Work instructions -
Below is a listing; write it out exactly and drop any images from it.

Material for this exercise -
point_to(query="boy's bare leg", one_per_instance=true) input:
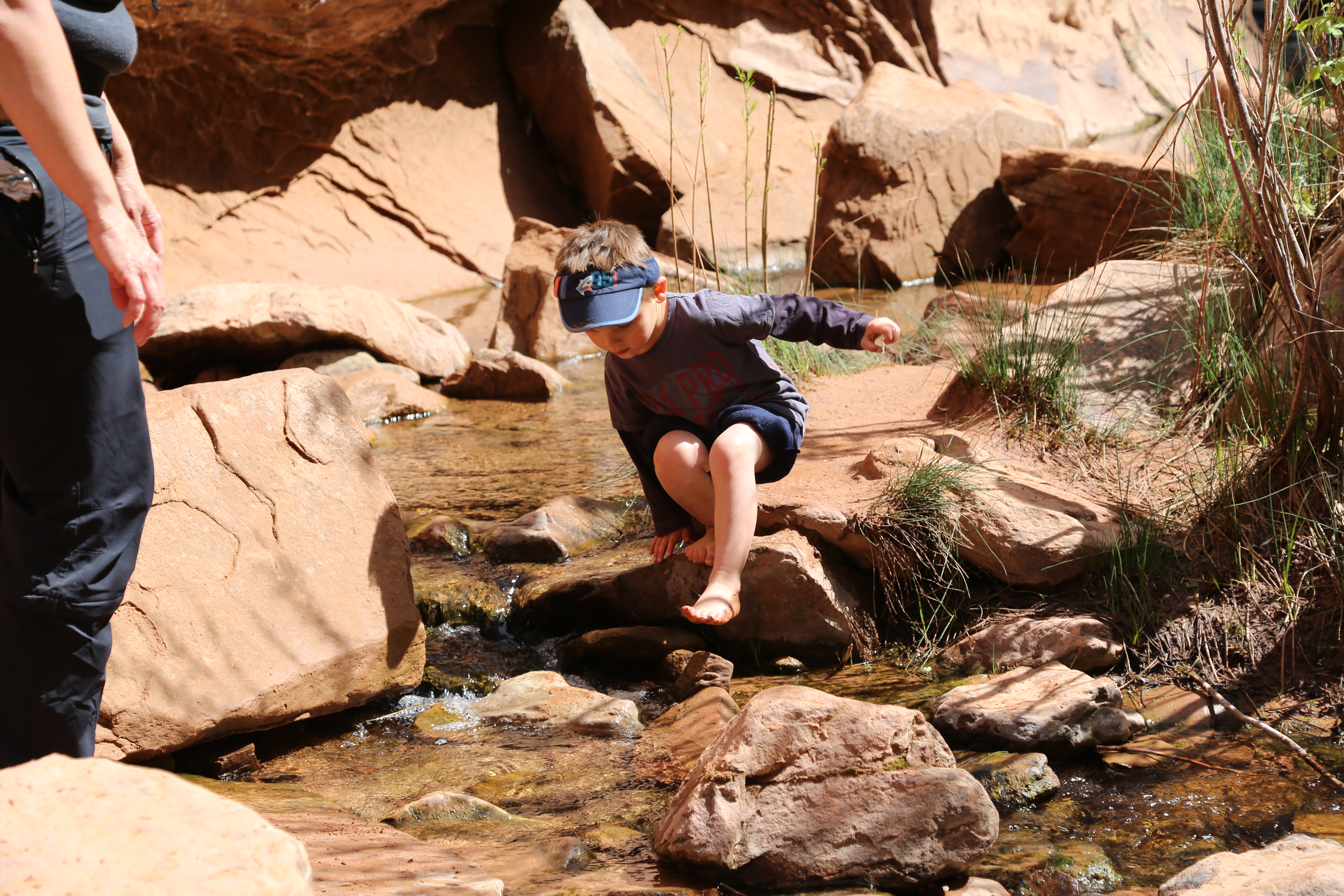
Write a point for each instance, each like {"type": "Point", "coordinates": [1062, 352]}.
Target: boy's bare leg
{"type": "Point", "coordinates": [737, 456]}
{"type": "Point", "coordinates": [682, 464]}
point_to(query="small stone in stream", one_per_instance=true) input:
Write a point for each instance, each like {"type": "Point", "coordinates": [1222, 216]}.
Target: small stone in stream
{"type": "Point", "coordinates": [1051, 709]}
{"type": "Point", "coordinates": [547, 700]}
{"type": "Point", "coordinates": [379, 395]}
{"type": "Point", "coordinates": [804, 789]}
{"type": "Point", "coordinates": [238, 764]}
{"type": "Point", "coordinates": [672, 666]}
{"type": "Point", "coordinates": [628, 647]}
{"type": "Point", "coordinates": [100, 827]}
{"type": "Point", "coordinates": [339, 362]}
{"type": "Point", "coordinates": [674, 742]}
{"type": "Point", "coordinates": [560, 529]}
{"type": "Point", "coordinates": [1296, 866]}
{"type": "Point", "coordinates": [613, 838]}
{"type": "Point", "coordinates": [565, 854]}
{"type": "Point", "coordinates": [1014, 781]}
{"type": "Point", "coordinates": [440, 534]}
{"type": "Point", "coordinates": [1082, 644]}
{"type": "Point", "coordinates": [703, 671]}
{"type": "Point", "coordinates": [506, 377]}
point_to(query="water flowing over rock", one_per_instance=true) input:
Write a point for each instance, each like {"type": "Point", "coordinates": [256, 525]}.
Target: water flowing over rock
{"type": "Point", "coordinates": [1014, 781]}
{"type": "Point", "coordinates": [910, 178]}
{"type": "Point", "coordinates": [379, 394]}
{"type": "Point", "coordinates": [96, 827]}
{"type": "Point", "coordinates": [702, 671]}
{"type": "Point", "coordinates": [562, 527]}
{"type": "Point", "coordinates": [795, 600]}
{"type": "Point", "coordinates": [1050, 709]}
{"type": "Point", "coordinates": [630, 647]}
{"type": "Point", "coordinates": [1080, 643]}
{"type": "Point", "coordinates": [803, 789]}
{"type": "Point", "coordinates": [1081, 206]}
{"type": "Point", "coordinates": [264, 324]}
{"type": "Point", "coordinates": [546, 700]}
{"type": "Point", "coordinates": [275, 575]}
{"type": "Point", "coordinates": [504, 375]}
{"type": "Point", "coordinates": [1296, 866]}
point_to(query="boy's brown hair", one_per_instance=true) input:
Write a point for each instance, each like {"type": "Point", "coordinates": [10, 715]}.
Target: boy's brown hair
{"type": "Point", "coordinates": [604, 245]}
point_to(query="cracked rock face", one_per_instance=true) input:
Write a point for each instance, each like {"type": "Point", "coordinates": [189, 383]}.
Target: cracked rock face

Full solution -
point_to(query="boy's bare leg", one_per_instance=true) input:
Write a point for each instance, each like {"type": "Point", "coordinates": [1062, 352]}.
Target: boy's bare leg
{"type": "Point", "coordinates": [737, 456]}
{"type": "Point", "coordinates": [682, 464]}
point_to(query="small stone in stream", one_per_instance=true) input:
Write a point for each instance, each like {"type": "Point", "coordinates": [1222, 216]}.
Target: small stone in stream
{"type": "Point", "coordinates": [1051, 709]}
{"type": "Point", "coordinates": [547, 700]}
{"type": "Point", "coordinates": [379, 395]}
{"type": "Point", "coordinates": [804, 789]}
{"type": "Point", "coordinates": [238, 764]}
{"type": "Point", "coordinates": [672, 666]}
{"type": "Point", "coordinates": [628, 647]}
{"type": "Point", "coordinates": [100, 827]}
{"type": "Point", "coordinates": [339, 362]}
{"type": "Point", "coordinates": [674, 742]}
{"type": "Point", "coordinates": [560, 529]}
{"type": "Point", "coordinates": [1296, 866]}
{"type": "Point", "coordinates": [613, 838]}
{"type": "Point", "coordinates": [565, 854]}
{"type": "Point", "coordinates": [1014, 781]}
{"type": "Point", "coordinates": [440, 534]}
{"type": "Point", "coordinates": [1082, 644]}
{"type": "Point", "coordinates": [703, 671]}
{"type": "Point", "coordinates": [506, 377]}
point_to(query="water flowing over rock", one_per_instance=true) input:
Write a point for each instance, each like {"type": "Point", "coordinates": [256, 525]}.
Target: water flowing over rock
{"type": "Point", "coordinates": [1014, 781]}
{"type": "Point", "coordinates": [910, 178]}
{"type": "Point", "coordinates": [379, 394]}
{"type": "Point", "coordinates": [96, 827]}
{"type": "Point", "coordinates": [702, 671]}
{"type": "Point", "coordinates": [562, 527]}
{"type": "Point", "coordinates": [795, 600]}
{"type": "Point", "coordinates": [1050, 709]}
{"type": "Point", "coordinates": [630, 647]}
{"type": "Point", "coordinates": [1080, 643]}
{"type": "Point", "coordinates": [803, 789]}
{"type": "Point", "coordinates": [1081, 206]}
{"type": "Point", "coordinates": [264, 324]}
{"type": "Point", "coordinates": [546, 700]}
{"type": "Point", "coordinates": [275, 575]}
{"type": "Point", "coordinates": [504, 375]}
{"type": "Point", "coordinates": [1296, 866]}
point_to(query="boy's brown hair", one_per_instance=true) input:
Write a point for each instance, each like {"type": "Point", "coordinates": [10, 715]}.
Target: boy's brown hair
{"type": "Point", "coordinates": [604, 245]}
point_to(query="cracked rock face", one_per_instance=true) input:
Write a point for each instance, each like {"type": "Point", "coordinates": [189, 383]}.
Target: cracked rock face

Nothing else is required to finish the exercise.